Задание 1
Покажите все строки записей, в которых встречается слово «photograph», с учетом регистра букв.
= = =
30-го патрон отвел меня на рынок в табачные ряды и продал Хаджи Байраму Али (Hadsje Biram Aly). Это был богатый купец, торговавший драгоценными камнями и другими дорогими товарами. У него было пять жен в Дербенте и четыре в Шемахе. Самую лучшую из них звали Алтин (Altijn), она была христианкой, родилась в Польше; ее отец, родом из Амстердама, по имени Иоаннес Флусиус (Ioannes Flussius), был ротмистром при короле Казимире [156]. Он женился там на девушке, от которой родилось четверо детей. Эти люди жили в своем поместье, и после одного жестокого набега татары увели вместе с другими двенадцатилетнюю девушку и продали ее в рабство. В мое время ей было двадцать шесть лет, она была хорошо сложена, с белым и приветливым лицом, вследствие чего мой хозяин, большой охотник до свежих иноземных женщин, сразу влюбился в нее, взял в жены и поставил ее в короткое время выше всех.

У моего хозяина была привычка каждый день купаться в море, и я должен был идти с ним, чтобы стеречь и держать лошадь, пока он сидит в воде. Однажды, когда он захотел выкупаться и отошел на два шага от берега я увидел, как он в то же мгновение попал в водоворот. Я отпустил лошадь, сиял одежду и прыгнул в воду туда, где он опустился, и нечаянно наступил ему на голову. Почувствовав это, я постарался схватить его за руки и вскоре вытащил его из воды и вынес на берег без всяких следов жизни, но кровь текла у него из ушей и носа. Я повалял его несколько раз на большом камне, после чего из него вылилось полведра воды и он пришел в себя. Я усадил его на лошадь и повел ее шагом к дому, где он должен был пролежать 15 дней в постели, по истечении которых снова оправился. Я был весьма рад, что мне так счастливо удалось спасти его от смерти, ибо, если бы он утонул, эти подозрительные и жестокие люди обвинили бы меня, и мне без сомнения пришлось бы умереть ужасной смертью. Теперь же он меня сильно полюбил за мою верность и помощь и обещал, что возьмет меня с собой в Исфаган и отдаст там безвозмездно какому-нибудь голландцу. Но прекрасно говорившая по-голландски хозяйка, которая хорошо относилась ко мне, отсоветовала мне это путешествие, говоря; «Правда, мой муж и едет в Исфаган, но из Исфагана он совершит паломничество в Мекку, чтобы пожертвовать гробу Магомета 20 тыс. гульденов, после чего он и его сын Хаджи Хан (Hadsje Kan) станут святыми к большой чести своего рода; но ты не знаешь, какая кара может постичь тебя из-за твоей веры».
= = =
Задание 2
Продолжите приведенный выше рассказ о неволе у купца Хаджи Байрама Али с того места, на котором он заканчивается.

(Записи с разметкой координат)
= = =
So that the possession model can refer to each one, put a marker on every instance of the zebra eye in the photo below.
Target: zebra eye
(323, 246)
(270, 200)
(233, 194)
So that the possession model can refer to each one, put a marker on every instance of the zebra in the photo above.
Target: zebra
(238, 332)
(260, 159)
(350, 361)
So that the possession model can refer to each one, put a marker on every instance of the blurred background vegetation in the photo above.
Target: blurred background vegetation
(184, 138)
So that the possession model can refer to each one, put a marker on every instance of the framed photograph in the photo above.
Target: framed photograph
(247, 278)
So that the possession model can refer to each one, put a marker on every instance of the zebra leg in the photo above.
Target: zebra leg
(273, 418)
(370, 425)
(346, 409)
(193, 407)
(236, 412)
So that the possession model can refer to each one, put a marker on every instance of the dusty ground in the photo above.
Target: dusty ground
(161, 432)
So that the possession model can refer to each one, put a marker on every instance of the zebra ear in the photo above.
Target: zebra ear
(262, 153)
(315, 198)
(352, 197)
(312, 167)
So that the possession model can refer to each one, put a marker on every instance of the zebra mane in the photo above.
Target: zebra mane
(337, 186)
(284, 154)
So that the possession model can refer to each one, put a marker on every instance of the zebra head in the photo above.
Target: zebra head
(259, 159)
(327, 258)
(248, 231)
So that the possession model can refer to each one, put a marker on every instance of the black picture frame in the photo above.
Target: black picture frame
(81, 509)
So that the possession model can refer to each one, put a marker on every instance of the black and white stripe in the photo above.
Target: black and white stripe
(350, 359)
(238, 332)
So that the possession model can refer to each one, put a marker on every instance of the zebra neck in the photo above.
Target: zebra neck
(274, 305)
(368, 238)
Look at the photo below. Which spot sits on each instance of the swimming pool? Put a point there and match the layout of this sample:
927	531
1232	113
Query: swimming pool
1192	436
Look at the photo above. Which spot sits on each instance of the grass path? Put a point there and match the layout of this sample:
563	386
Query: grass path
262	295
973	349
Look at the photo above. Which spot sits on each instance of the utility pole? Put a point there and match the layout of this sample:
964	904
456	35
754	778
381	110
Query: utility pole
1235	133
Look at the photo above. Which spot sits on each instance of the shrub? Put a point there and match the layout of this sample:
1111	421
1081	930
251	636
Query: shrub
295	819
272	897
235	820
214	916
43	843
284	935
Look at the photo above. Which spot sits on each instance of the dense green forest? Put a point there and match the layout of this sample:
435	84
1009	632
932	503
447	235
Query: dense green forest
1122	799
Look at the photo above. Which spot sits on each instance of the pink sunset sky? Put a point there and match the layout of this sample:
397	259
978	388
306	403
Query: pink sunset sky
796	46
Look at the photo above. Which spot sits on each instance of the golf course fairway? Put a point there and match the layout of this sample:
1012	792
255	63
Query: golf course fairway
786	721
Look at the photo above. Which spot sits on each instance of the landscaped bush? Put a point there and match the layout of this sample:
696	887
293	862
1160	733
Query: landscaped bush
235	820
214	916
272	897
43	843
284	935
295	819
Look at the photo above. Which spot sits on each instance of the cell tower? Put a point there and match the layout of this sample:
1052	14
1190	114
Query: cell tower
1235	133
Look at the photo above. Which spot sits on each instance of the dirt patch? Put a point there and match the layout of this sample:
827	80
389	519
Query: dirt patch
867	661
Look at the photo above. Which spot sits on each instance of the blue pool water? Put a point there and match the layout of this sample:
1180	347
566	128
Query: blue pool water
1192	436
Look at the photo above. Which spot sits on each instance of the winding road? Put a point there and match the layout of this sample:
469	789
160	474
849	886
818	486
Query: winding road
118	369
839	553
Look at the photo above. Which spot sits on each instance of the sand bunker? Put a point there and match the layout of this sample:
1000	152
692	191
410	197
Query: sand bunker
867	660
= = =
Ответ 1
So that the possession model can refer to each one, put a marker on every instance of the framed photograph in the photo above.
Target: framed photograph

Ответ 2
Потом она открыла мне, взяв клятву молчать, очень большое и важное дело, которое меня немало взволновало. Я обещал все скрыть и держать в тайне. Тогда она сказала: «Попроси хозяина, чтобы он не брал тебя с собой в путешествие, а сам прикинься больным и негодным. Ежели он согласится и пробудет месяц в отъезде, то мы пустимся в бегство на барке, у меня достаточно средств, чтобы прожить без нужды и забот. Мы возьмем с собой шкатулку с драгоценностями, которые стоят по меньшей мере 300 тыс. голландских гульденов, кроме них у меня еще десять тысяч дукатов наличными, так что нам хватит на обоих, и если мы с божьей помощью ночью уплывем на барке, то будем через восемь или десять дней в России. Когда мы прибудем туда, то направимся без большого риска, в Голландию и там, если ваша жена умерла, повенчаемся; если же она еще жива, то я найду брата своего отца или других друзей в Амстердаме, где и поселюсь». Я ответил ей: «Добросердечная, многоуважаемая госпожа, хотя ваше предложение прекрасно и у меня довольно желания и хитрости, чтобы с божьей помощью привести его в исполнение, но ваша доброта конечно знает, что Астрахань во власти казаков и что море кишит разбойниками и что сейчас невозможно благополучно добраться в Россию». «Как, — сказала она, — ты думаешь, что Астрахань долго пробудет в руках казаков? Нет, конечно мы вскоре услышим, что великий царь выступил в поход с одной или двумя сотнями тысяч и эти насекомые все до одного будут истреблены» и т. д. Затем она принесла шкатулку, так как ключи были у нее, и я с большим изумлением увидел сокровищницу алмазов, смарагдов, рубинов и других драгоценных камней.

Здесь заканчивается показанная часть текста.